STatistical Inference Relief (STIR) feature selection | JoVE Visualize

Area of Science:

Machine Learning
Bioinformatics
Statistical Genetics

Background:

Relief algorithms are effective for feature selection in high-dimensional data, identifying features associated with outcomes possibly due to epistasis or interactions.
However, Relief estimators are non-parametric, lacking a formal statistical inference framework to determine the significance of attribute estimates.
This necessitates a method to avoid arbitrary thresholds and rigorously select important features, especially in complex biological datasets.

Purpose of the Study:

To reconceptualize Relief-based feature selection by developing a new family of STatistical Inference Relief (STIR) estimators.
To incorporate sample variance of nearest neighbor distances into attribute importance estimation to enable statistical significance calculation.
To provide a statistical inferential formalism for Relief-based scores, including adjustment for multiple testing and application to case-control data.

Main Methods:

Developed STatistical Inference Relief (STIR) estimators, a novel family of algorithms building upon Relief.
Incorporated sample variance of nearest neighbor distances into the attribute importance estimation process.
Developed a pseudo t-test version of Relief-based algorithms for case-control data analysis.

Main Results:

Demonstrated the statistical power and type I error control of STIR on simulated data mimicking gene expression patterns, including main and network interaction effects.
Compared the performance of STIR using adaptive radius versus fixed-k nearest neighbor constructors.
Applied STIR to real RNA-Seq data from a major depressive disorder study, showing its utility in analyzing complex biological data.

Conclusions:

STIR provides a statistically rigorous framework for feature selection using Relief-based methods, retaining the ability to identify interactions.
The method allows for the calculation of statistical significance and adjustment for multiple testing, overcoming limitations of traditional Relief algorithms.
STIR shows promise for applications in genetic association studies and analysis of complex diseases like major depressive disorder.

[Referring expression data]
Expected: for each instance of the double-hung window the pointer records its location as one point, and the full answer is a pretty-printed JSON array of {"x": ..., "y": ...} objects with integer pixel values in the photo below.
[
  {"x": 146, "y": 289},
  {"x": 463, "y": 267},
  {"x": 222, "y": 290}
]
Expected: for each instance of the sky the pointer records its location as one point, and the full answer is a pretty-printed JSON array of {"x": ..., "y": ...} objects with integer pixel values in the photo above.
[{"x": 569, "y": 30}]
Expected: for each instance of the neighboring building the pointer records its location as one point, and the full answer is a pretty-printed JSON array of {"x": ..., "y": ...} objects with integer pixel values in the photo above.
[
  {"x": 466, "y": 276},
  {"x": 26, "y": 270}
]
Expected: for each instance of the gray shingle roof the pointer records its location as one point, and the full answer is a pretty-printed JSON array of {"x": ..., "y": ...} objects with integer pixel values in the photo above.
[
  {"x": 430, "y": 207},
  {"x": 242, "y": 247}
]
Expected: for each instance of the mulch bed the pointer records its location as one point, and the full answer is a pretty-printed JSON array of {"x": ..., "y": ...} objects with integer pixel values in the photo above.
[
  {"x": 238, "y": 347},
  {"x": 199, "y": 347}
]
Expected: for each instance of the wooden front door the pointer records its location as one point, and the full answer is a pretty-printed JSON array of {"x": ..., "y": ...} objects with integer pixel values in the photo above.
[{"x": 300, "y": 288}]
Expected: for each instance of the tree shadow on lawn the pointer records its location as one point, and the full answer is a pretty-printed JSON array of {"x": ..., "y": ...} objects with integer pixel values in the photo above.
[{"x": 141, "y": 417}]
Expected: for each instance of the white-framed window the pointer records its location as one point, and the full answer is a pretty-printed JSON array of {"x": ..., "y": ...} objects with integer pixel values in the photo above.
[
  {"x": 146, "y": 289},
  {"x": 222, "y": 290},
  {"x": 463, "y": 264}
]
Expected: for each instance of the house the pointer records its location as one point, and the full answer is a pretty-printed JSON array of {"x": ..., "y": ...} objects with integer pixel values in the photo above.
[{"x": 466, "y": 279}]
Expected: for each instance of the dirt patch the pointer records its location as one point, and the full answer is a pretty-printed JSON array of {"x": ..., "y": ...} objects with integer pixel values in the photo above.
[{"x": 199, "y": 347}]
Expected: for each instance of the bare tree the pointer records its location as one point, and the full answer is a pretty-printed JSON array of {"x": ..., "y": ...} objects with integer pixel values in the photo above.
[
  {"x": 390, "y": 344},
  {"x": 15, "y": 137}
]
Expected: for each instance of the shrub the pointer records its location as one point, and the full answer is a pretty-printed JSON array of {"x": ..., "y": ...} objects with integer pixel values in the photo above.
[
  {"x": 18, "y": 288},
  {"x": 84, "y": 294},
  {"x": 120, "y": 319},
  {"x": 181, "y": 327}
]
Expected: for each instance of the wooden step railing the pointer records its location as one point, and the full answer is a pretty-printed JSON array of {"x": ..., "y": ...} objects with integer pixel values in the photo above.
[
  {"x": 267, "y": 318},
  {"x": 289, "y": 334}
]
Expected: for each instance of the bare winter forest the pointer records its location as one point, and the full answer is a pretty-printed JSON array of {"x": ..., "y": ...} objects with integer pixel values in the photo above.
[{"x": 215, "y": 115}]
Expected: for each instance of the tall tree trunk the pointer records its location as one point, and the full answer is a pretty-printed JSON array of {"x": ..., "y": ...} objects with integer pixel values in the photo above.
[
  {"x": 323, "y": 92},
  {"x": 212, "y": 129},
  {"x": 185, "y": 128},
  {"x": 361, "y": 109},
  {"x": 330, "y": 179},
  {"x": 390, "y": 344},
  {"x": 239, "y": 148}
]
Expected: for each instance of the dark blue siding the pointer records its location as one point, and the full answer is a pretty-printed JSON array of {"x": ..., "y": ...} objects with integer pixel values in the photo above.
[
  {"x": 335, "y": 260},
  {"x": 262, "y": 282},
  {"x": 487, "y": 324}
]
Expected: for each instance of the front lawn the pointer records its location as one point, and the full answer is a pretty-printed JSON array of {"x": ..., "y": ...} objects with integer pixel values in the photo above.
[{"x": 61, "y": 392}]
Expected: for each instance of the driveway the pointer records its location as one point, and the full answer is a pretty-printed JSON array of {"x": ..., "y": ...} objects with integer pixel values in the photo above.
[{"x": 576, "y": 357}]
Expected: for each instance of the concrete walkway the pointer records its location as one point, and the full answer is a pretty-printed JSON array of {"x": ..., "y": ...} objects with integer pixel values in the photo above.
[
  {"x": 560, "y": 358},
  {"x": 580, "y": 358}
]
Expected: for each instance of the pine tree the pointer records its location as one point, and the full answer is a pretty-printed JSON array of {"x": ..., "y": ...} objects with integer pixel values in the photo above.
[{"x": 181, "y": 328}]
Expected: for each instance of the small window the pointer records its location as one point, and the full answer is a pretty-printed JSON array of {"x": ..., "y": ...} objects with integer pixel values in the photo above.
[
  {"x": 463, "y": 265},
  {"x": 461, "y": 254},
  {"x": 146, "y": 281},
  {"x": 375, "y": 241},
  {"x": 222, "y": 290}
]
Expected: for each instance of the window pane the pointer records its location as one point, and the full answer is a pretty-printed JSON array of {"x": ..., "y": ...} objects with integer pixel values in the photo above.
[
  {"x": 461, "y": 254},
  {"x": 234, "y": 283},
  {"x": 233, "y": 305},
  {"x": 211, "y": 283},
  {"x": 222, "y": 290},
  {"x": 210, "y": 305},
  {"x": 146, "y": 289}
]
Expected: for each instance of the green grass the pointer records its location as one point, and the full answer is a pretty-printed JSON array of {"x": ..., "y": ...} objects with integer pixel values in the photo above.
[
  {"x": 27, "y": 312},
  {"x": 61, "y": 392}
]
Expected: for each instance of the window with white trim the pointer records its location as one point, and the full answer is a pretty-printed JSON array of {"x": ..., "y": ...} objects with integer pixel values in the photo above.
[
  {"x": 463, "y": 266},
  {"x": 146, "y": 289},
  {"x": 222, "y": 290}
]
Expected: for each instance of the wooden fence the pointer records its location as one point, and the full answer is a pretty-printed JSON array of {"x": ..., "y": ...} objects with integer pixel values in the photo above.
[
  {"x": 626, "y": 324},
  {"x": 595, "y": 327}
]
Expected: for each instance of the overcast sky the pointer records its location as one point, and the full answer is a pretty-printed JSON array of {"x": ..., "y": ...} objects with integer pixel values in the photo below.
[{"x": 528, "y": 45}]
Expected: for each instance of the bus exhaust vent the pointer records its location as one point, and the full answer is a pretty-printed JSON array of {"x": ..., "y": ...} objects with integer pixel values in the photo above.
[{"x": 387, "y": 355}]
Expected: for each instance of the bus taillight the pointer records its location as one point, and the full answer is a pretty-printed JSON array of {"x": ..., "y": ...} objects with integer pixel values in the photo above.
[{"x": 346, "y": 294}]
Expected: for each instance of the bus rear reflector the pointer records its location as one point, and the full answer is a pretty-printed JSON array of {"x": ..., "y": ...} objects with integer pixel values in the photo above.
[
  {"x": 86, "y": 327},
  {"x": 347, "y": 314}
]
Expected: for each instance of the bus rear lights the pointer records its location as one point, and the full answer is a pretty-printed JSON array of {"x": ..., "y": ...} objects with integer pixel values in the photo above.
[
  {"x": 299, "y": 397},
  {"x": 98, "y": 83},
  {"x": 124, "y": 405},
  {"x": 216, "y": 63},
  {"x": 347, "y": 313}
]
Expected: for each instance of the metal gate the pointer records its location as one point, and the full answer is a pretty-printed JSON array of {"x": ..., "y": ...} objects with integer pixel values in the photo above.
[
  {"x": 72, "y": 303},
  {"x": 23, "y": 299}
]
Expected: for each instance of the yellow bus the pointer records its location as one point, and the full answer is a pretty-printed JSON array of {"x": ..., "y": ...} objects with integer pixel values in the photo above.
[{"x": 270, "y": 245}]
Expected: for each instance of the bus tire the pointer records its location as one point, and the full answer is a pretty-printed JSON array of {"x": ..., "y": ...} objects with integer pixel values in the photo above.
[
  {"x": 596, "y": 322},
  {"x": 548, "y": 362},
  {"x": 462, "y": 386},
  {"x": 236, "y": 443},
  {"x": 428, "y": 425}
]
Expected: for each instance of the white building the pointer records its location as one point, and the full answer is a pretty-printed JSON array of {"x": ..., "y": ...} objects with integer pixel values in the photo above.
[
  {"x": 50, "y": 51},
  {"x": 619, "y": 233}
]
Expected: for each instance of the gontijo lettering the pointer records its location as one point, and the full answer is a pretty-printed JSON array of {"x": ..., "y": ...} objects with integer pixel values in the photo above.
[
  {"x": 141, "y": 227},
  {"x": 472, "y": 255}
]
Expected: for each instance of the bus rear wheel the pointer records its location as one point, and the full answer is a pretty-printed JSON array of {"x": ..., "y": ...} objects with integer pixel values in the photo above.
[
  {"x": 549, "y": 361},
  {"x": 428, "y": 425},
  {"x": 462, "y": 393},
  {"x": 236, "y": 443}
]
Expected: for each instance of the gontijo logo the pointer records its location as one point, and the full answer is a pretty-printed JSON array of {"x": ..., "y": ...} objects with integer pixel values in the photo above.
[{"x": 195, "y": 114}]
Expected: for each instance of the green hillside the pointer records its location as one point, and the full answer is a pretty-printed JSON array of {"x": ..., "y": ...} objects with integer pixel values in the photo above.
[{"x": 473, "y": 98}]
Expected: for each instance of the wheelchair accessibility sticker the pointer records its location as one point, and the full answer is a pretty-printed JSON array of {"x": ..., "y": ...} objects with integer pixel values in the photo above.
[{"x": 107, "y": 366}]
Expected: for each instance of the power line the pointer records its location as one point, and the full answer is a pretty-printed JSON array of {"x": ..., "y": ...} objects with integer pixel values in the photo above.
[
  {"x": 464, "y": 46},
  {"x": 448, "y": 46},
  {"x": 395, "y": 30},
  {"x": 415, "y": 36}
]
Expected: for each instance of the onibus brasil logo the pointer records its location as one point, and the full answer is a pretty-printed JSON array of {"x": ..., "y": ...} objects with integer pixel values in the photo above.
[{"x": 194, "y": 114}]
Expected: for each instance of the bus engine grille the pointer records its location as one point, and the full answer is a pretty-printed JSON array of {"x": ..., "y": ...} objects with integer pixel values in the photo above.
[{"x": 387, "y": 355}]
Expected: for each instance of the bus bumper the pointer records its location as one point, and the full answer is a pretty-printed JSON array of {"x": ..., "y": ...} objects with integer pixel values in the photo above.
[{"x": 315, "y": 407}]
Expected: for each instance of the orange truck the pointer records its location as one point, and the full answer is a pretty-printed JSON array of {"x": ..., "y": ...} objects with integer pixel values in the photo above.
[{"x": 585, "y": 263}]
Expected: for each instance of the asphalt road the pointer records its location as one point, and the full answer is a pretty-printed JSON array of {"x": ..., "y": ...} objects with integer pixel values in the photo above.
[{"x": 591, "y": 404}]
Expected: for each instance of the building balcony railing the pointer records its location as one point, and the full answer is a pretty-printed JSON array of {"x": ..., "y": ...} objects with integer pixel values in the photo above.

- _Task list_:
A. According to the STIR summary, what real data was STIR applied to?
B. In the STIR summary, take the part that opens with the words containing "Demonstrated the statistical" and closes with "complex biological data.", and switch "simulated data" to "synthetic data".
Use only the STIR summary, not the rows.

- _Solution set_:
A. Real RNA-Seq data from a major depressive disorder study.

B.
Demonstrated the statistical power and type I error control of STIR on synthetic data mimicking gene expression patterns, including main and network interaction effects.
Compared the performance of STIR using adaptive radius versus fixed-k nearest neighbor constructors.
Applied STIR to real RNA-Seq data from a major depressive disorder study, showing its utility in analyzing complex biological data.